----- RECORDED INFORMATION -----
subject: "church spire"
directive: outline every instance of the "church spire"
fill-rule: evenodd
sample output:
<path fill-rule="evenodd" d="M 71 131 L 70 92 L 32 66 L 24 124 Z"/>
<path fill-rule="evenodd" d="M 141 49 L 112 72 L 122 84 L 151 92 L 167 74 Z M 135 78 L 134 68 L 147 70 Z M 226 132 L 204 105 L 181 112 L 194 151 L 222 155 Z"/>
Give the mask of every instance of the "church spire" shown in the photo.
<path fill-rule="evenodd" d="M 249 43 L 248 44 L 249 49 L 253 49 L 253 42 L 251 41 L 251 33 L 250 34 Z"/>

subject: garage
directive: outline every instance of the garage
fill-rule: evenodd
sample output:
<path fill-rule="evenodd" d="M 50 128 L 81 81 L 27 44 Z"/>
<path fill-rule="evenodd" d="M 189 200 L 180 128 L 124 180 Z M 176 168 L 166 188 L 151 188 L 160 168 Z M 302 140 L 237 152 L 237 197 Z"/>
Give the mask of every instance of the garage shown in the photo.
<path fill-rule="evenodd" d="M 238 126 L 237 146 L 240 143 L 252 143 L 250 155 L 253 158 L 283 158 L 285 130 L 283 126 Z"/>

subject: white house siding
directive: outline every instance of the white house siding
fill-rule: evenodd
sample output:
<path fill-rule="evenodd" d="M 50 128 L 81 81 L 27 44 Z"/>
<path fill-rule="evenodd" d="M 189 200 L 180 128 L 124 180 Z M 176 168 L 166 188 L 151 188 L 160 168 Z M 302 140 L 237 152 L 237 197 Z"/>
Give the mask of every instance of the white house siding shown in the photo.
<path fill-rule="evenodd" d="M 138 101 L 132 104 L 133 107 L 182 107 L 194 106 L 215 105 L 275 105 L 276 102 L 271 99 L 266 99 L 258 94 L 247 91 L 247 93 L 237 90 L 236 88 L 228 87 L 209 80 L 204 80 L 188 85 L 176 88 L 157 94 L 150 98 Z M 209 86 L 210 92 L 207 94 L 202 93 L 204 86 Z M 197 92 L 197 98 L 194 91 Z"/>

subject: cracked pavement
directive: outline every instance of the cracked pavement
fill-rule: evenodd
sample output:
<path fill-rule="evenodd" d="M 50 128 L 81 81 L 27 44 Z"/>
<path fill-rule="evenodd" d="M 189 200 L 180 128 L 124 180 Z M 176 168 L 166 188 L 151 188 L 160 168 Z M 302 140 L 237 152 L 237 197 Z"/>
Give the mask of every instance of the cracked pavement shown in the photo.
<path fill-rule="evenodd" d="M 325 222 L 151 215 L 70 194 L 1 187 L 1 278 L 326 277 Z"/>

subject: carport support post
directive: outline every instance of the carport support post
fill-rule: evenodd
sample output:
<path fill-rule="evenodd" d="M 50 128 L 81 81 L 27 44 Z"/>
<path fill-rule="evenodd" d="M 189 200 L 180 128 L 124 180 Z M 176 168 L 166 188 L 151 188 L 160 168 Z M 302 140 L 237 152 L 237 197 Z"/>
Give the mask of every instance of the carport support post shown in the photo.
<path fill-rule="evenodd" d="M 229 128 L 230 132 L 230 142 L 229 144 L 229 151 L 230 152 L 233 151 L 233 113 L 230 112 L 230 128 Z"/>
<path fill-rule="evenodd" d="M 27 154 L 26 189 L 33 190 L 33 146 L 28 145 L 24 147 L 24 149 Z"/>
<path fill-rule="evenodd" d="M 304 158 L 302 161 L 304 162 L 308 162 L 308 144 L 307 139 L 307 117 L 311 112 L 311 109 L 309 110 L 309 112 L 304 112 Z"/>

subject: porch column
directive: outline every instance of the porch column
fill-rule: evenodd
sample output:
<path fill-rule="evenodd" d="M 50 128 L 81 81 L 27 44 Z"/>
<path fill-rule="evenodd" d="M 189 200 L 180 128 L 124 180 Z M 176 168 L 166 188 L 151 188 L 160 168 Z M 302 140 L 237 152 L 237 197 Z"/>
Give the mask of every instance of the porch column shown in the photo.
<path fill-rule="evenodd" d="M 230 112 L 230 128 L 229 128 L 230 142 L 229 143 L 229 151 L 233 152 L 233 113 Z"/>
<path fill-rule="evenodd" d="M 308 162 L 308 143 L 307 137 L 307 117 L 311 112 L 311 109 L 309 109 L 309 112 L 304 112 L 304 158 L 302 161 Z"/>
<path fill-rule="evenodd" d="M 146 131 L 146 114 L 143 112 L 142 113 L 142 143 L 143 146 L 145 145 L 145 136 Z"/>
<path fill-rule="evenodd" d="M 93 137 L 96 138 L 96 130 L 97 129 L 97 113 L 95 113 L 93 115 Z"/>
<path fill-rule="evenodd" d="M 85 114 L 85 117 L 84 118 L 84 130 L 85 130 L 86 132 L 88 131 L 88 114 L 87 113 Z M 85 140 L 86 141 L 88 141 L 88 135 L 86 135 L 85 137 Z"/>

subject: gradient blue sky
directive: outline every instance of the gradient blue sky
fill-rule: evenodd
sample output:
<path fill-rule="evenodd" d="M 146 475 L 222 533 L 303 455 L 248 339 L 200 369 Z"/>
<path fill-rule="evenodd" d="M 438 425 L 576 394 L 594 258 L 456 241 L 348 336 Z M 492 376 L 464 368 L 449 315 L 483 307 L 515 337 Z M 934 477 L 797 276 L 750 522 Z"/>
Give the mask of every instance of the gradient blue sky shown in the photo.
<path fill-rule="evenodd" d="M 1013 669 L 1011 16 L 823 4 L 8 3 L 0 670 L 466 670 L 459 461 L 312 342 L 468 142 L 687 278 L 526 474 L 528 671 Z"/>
-----
▶ WORK TO DO:
Pull every line of the entries above out unchanged and reproduce them all in their original order.

▶ SOLUTION TO THIS PROBLEM:
subject: "church spire"
directive: outline every instance of the "church spire"
fill-rule: evenodd
sample output:
<path fill-rule="evenodd" d="M 71 131 L 70 92 L 32 66 L 24 124 Z"/>
<path fill-rule="evenodd" d="M 141 49 L 112 72 L 122 84 L 151 92 L 167 74 Z M 135 78 L 134 68 L 147 70 Z M 226 132 L 204 105 L 181 112 L 194 151 L 222 155 Z"/>
Give the mask of every instance of the "church spire" shown in the photo.
<path fill-rule="evenodd" d="M 249 43 L 248 44 L 249 49 L 253 49 L 253 42 L 251 41 L 251 33 L 250 34 Z"/>

subject: garage
directive: outline every instance of the garage
fill-rule: evenodd
sample output:
<path fill-rule="evenodd" d="M 50 128 L 81 81 L 27 44 Z"/>
<path fill-rule="evenodd" d="M 189 200 L 180 128 L 124 180 Z M 176 168 L 166 188 L 151 188 L 160 168 Z M 302 140 L 237 152 L 237 197 Z"/>
Give the mask of every instance of the garage shown in the photo.
<path fill-rule="evenodd" d="M 238 126 L 237 146 L 240 143 L 252 143 L 250 155 L 253 158 L 283 158 L 285 130 L 283 126 Z"/>

subject: white house siding
directive: outline every instance of the white house siding
fill-rule: evenodd
sample output:
<path fill-rule="evenodd" d="M 50 128 L 81 81 L 27 44 Z"/>
<path fill-rule="evenodd" d="M 189 200 L 180 128 L 124 180 Z M 176 168 L 166 188 L 151 188 L 160 168 Z M 302 140 L 237 152 L 237 197 Z"/>
Give the mask of every instance of the white house siding shown in the photo.
<path fill-rule="evenodd" d="M 138 101 L 132 104 L 133 107 L 182 107 L 194 106 L 215 105 L 275 105 L 276 102 L 271 99 L 266 99 L 258 94 L 247 91 L 247 93 L 237 90 L 236 88 L 228 87 L 209 80 L 204 80 L 188 85 L 176 88 L 157 94 L 150 98 Z M 209 86 L 210 92 L 207 94 L 202 93 L 204 86 Z M 197 92 L 197 98 L 194 91 Z"/>

subject: cracked pavement
directive: outline every instance of the cracked pavement
fill-rule: evenodd
sample output:
<path fill-rule="evenodd" d="M 50 128 L 81 81 L 27 44 Z"/>
<path fill-rule="evenodd" d="M 189 200 L 180 128 L 124 180 Z M 176 168 L 166 188 L 151 188 L 160 168 Z M 302 140 L 237 152 L 237 197 Z"/>
Give the mask of every instance of the cracked pavement shown in the photo.
<path fill-rule="evenodd" d="M 325 222 L 151 215 L 70 194 L 1 187 L 1 278 L 326 277 Z"/>

subject: carport support post
directive: outline every instance of the carport support post
fill-rule: evenodd
sample output:
<path fill-rule="evenodd" d="M 50 128 L 81 81 L 27 44 Z"/>
<path fill-rule="evenodd" d="M 189 200 L 180 128 L 124 180 Z M 176 168 L 166 188 L 151 188 L 160 168 Z M 302 140 L 237 152 L 237 197 Z"/>
Give the mask of every instance of the carport support post shown in the photo.
<path fill-rule="evenodd" d="M 229 128 L 230 132 L 230 142 L 229 144 L 229 151 L 230 152 L 233 151 L 233 113 L 230 112 L 230 128 Z"/>
<path fill-rule="evenodd" d="M 27 154 L 26 189 L 33 190 L 33 146 L 28 145 L 24 147 L 24 149 Z"/>
<path fill-rule="evenodd" d="M 304 158 L 302 161 L 304 162 L 308 162 L 308 144 L 307 139 L 307 117 L 311 112 L 311 109 L 309 110 L 309 112 L 304 112 Z"/>

subject: porch column
directive: outline every instance of the porch column
fill-rule: evenodd
sample output:
<path fill-rule="evenodd" d="M 50 128 L 81 81 L 27 44 Z"/>
<path fill-rule="evenodd" d="M 189 200 L 180 128 L 124 180 Z M 176 168 L 166 188 L 151 188 L 160 168 Z M 302 140 L 237 152 L 237 197 Z"/>
Give the mask of every instance of the porch column shown in the photo.
<path fill-rule="evenodd" d="M 230 112 L 230 128 L 229 128 L 230 142 L 229 143 L 229 151 L 233 152 L 233 113 Z"/>
<path fill-rule="evenodd" d="M 308 162 L 308 143 L 307 137 L 307 117 L 311 112 L 311 109 L 309 109 L 309 112 L 304 112 L 304 158 L 302 161 Z"/>
<path fill-rule="evenodd" d="M 146 131 L 146 114 L 143 112 L 142 113 L 142 143 L 143 146 L 145 145 L 145 136 Z"/>
<path fill-rule="evenodd" d="M 93 137 L 96 138 L 96 130 L 97 129 L 97 113 L 95 113 L 93 115 Z"/>
<path fill-rule="evenodd" d="M 85 114 L 85 117 L 84 118 L 84 130 L 85 130 L 86 132 L 88 131 L 88 114 L 87 113 Z M 85 140 L 86 141 L 88 141 L 88 135 L 86 135 L 85 137 Z"/>

subject: gradient blue sky
directive: outline every instance of the gradient blue sky
fill-rule: evenodd
sample output:
<path fill-rule="evenodd" d="M 146 475 L 222 533 L 303 455 L 248 339 L 200 369 Z"/>
<path fill-rule="evenodd" d="M 438 425 L 576 394 L 594 258 L 456 241 L 348 336 Z M 492 376 L 464 368 L 449 315 L 483 307 L 515 337 Z M 934 477 L 797 276 L 750 522 Z"/>
Give the mask of every instance of the gradient blue sky shown in the photo.
<path fill-rule="evenodd" d="M 1013 669 L 1011 16 L 823 4 L 8 3 L 0 670 L 466 670 L 459 461 L 312 342 L 468 142 L 687 278 L 526 474 L 528 671 Z"/>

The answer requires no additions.